═════ DATA SECTION ═════

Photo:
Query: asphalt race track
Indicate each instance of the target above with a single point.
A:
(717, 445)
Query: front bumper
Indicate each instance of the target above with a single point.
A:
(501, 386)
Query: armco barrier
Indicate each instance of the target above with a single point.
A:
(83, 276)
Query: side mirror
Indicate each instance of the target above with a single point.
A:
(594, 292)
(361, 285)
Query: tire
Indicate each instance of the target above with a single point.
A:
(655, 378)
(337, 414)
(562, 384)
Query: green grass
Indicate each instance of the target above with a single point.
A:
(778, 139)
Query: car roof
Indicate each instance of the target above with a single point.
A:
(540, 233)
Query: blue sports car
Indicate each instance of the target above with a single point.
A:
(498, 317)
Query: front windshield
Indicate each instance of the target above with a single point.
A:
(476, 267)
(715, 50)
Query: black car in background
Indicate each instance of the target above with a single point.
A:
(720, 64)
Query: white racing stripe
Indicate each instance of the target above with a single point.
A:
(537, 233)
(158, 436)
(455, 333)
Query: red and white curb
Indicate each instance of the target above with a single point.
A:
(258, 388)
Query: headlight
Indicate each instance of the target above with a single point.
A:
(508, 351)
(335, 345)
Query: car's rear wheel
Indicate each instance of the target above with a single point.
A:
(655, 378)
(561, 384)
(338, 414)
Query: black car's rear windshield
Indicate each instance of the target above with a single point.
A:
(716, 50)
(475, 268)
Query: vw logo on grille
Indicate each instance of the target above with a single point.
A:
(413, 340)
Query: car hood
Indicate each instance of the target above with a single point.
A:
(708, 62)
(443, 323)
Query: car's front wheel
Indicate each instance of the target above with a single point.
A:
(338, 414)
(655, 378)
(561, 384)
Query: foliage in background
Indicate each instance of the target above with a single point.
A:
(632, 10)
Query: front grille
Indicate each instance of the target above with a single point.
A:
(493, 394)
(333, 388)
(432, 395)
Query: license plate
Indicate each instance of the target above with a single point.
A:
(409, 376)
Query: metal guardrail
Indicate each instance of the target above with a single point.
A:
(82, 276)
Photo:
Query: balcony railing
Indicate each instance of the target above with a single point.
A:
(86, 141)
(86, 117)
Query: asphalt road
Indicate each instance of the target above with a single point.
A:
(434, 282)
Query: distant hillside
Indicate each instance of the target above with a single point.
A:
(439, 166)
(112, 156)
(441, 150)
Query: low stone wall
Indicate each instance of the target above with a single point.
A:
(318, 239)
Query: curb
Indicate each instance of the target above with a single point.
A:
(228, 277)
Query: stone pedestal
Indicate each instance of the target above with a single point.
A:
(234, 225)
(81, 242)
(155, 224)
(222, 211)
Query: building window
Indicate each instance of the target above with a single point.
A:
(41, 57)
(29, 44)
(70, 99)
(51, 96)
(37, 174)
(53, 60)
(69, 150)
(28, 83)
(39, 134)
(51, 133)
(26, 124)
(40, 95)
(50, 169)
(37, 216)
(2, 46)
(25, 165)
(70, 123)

═════

WORK ORDER. Start with the first line. Please copy exactly each line of the listing through the one with "Query: armco barrier", including it.

SOLVED EXERCISE.
Photo:
Query: asphalt race track
Indicate each instance of the target above with a single point.
A:
(717, 445)
Query: front bumper
Indicate each instance of the target above with a single point.
A:
(501, 386)
Query: armco barrier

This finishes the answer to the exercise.